* Document excerpt:
==========
Von Petzinger, a paleoanthropologist associated with the University of Victoria (British Columbia), is concerned primarily with symbols in Ice Age European cave art dating to the Upper Paleolithic (40,000-10,000 BP), but she also has her eye on possible predecessors in Africa and parallels across Asia all the way to Indonesia.

Von Petzinger posits three main types of communication — spoken, gestural, and graphic — and, of these, she focuses on the last.

She does not claim that the relatively small group of signs that she has discovered constitute writing, in the sense of being able to record language, but she does hold that the signs convey information and that they may provide the foundation for the subsequent development of writing.

I have been following von Petzinger’s work for about five years and am quite impressed with what she has achieved, both because it is based on extensive archival research and exacting fieldwork recorded in large visual and textual data bases and because she is judicious in making careful hypotheses without overstating the case.  I am also pleased that she situates her own work in a more than century old tradition of earlier investigations by the likes of Alexander Marshack and André Leroi-Gourhan.

For a thorough introduction to von Petzinger’s work, see “Geometric Signs – A New Understanding” here and here.

We can also look forward to her book on the subject, The First Signs:  My Quest to Unlock the Mysteries of the World’s Oldest Symbols, due out from Simon and Schuster in May, 2016

I have long been interested in the size of alphabets versus syllabaries and other types of writing systems.  Alphabets range between about 15 and 50 symbols, while syllabaries range from around 50 to over 1,000 symbols, and logographic / morphosyllabic writing systems such as Chinese can soar to staggering numbers in the tens of thousands of discrete symbols.  I have been planning to write a post on “Lexical limits” that will touch on this issue from another angle.  For the time being, I am intrigued by the fact that von Petzinger’s list of basic, recurring symbols in terms of its size is at about the middle of the range for an alphabet.  Of course, I am by no means saying that von Petzinger’s list constitutes an alphabet, but I find it fascinating that, in terms of cognitive load, it is comparable to an alphabet.
==========
* Data listing:
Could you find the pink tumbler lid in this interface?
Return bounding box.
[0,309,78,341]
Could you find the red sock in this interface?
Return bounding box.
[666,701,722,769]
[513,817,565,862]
==========
* Aim:
Please answer these questions from the excerpt on Ice Age cave signs:
1. What three main types of communication does von Petzinger posit?
2. Which publisher is bringing out her book, and when?
3. How many symbols do alphabets range between?

* Response:
1. Spoken, gestural, and graphic.
2. Simon and Schuster, in May 2016.
3. Between about 15 and 50 symbols.